## What is required:
Entries follow. Set all of them down as they stand.

━━━━━ Given information ━━━━━

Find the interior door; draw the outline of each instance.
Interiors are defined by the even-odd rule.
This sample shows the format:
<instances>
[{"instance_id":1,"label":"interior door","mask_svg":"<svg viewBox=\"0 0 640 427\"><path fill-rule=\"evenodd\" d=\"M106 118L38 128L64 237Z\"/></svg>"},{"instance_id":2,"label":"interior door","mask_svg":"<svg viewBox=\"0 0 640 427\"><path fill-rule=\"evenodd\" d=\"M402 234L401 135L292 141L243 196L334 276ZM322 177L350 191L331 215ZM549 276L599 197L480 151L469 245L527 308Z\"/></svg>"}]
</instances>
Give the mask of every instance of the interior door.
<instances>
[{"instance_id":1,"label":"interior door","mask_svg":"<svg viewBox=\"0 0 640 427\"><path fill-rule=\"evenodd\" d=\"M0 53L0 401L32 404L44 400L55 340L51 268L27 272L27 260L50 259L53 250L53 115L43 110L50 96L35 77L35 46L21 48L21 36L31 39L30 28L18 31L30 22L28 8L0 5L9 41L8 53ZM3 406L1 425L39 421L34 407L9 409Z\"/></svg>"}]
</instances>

━━━━━

## Solution:
Find the interior door; draw the outline of each instance.
Interiors are defined by the even-odd rule.
This sample shows the format:
<instances>
[{"instance_id":1,"label":"interior door","mask_svg":"<svg viewBox=\"0 0 640 427\"><path fill-rule=\"evenodd\" d=\"M106 118L38 128L64 237Z\"/></svg>"},{"instance_id":2,"label":"interior door","mask_svg":"<svg viewBox=\"0 0 640 427\"><path fill-rule=\"evenodd\" d=\"M402 234L401 135L292 141L243 196L334 276ZM322 177L350 191L331 215ZM549 276L599 197L480 151L469 245L527 308Z\"/></svg>"}]
</instances>
Give the mask of every instance of the interior door.
<instances>
[{"instance_id":1,"label":"interior door","mask_svg":"<svg viewBox=\"0 0 640 427\"><path fill-rule=\"evenodd\" d=\"M0 53L0 401L32 404L44 400L55 340L51 268L27 272L27 260L50 259L53 250L53 115L43 110L50 96L35 77L35 46L21 48L21 36L31 39L30 28L18 31L30 22L28 8L0 5L9 41L8 53ZM3 406L1 425L39 421L34 407L9 409Z\"/></svg>"}]
</instances>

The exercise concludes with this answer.